REQUIRED TASK ▸ Reproduce every one of the rows below verbatim, in the same order.

SUPPLIED RECORDS ▸
▼

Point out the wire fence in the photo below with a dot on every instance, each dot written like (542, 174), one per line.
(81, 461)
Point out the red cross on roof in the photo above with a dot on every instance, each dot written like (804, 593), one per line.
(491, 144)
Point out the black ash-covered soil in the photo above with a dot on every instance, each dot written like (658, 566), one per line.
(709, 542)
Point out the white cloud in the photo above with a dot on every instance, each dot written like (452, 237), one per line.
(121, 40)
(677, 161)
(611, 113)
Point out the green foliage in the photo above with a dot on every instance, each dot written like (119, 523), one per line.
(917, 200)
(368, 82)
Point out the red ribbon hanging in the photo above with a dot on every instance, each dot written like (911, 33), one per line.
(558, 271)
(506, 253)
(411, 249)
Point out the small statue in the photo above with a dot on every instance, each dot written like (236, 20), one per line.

▲

FINISHED ANSWER ▸
Point out the wire fence in the photo below with a dot on every instance, each dot written like (542, 174), one per line.
(81, 461)
Point out the red cross on roof in the photo above with a dot on every instance, each dot written like (804, 593), one per line.
(491, 144)
Point out the black ash-covered soil in the photo above with a dot on every instance, each dot written like (658, 566), one per line.
(709, 542)
Point out the white cloud in the photo above with a dot on every instance, each dot written like (452, 237), one per line.
(121, 40)
(677, 161)
(611, 113)
Point out the green foliage in the photo above with a dot on every instance, each dot written like (119, 523), one per line.
(917, 200)
(368, 82)
Point out the red ribbon hanging in the photo above with a dot on every instance, each dot written like (911, 33), one per line.
(558, 271)
(506, 253)
(411, 249)
Point out the small statue in the photo above with a dot on every instance, each dot written like (236, 20), one per line.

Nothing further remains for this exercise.